What is required: Pull out every line of the records that contains the string "dark", matching its case exactly.

Entries drawn from a collection:
====

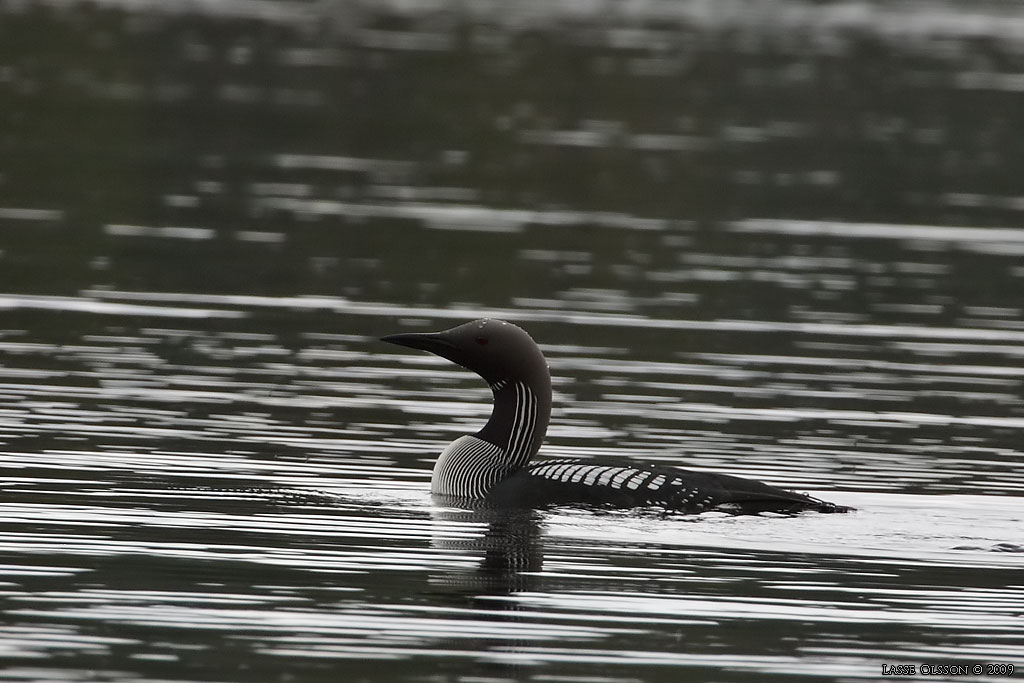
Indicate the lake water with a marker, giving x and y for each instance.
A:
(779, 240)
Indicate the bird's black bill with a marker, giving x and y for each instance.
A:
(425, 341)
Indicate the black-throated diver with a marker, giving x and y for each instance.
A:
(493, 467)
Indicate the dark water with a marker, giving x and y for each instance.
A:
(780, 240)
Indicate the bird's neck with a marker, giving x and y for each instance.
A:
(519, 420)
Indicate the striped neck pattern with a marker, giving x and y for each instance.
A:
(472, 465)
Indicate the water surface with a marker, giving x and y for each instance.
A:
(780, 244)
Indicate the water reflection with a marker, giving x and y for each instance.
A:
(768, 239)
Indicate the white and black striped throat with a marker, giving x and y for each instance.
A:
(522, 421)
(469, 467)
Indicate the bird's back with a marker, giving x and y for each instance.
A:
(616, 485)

====

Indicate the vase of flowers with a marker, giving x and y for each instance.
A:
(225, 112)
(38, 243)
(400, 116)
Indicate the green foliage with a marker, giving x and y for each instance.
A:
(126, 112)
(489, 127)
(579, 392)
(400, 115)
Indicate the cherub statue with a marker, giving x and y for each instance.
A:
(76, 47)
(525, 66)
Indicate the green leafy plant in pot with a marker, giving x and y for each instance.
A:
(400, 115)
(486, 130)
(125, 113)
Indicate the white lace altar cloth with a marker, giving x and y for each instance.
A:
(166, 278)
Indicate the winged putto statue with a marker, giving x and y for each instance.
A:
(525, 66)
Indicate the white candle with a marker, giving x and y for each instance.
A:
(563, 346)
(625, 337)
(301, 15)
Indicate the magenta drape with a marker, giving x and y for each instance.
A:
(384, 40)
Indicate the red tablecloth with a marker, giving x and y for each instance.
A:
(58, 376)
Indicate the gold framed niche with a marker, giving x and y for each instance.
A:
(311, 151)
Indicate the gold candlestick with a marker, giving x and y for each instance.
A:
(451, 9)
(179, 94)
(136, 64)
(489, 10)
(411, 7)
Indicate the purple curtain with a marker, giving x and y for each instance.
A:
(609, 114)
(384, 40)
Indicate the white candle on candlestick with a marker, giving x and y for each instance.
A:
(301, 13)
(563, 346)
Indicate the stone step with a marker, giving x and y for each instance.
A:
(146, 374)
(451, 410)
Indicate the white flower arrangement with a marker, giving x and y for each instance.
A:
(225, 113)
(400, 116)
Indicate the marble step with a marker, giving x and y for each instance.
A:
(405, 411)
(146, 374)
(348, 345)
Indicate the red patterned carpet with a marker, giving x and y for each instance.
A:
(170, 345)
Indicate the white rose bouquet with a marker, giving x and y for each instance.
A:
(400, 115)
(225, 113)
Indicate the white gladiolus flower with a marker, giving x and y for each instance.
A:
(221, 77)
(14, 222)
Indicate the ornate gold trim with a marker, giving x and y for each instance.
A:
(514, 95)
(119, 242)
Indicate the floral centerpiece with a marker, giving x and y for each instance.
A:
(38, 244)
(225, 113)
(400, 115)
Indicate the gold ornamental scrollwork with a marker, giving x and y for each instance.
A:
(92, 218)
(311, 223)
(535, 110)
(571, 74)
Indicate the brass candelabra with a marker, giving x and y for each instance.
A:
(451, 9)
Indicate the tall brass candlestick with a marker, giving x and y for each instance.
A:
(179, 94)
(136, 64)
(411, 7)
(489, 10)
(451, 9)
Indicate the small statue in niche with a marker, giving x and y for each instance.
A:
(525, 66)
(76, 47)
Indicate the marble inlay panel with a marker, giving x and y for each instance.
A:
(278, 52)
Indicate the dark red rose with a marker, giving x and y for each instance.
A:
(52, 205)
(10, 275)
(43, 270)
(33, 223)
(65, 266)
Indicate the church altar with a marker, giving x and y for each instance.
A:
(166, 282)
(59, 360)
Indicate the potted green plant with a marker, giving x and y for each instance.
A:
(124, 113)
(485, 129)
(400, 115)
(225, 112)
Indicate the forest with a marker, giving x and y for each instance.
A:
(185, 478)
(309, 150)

====

Full output:
Indicate the dark water with a marker, giving x and y for each instance.
Indicate the dark red rose with a marker, giving x and y for each instance.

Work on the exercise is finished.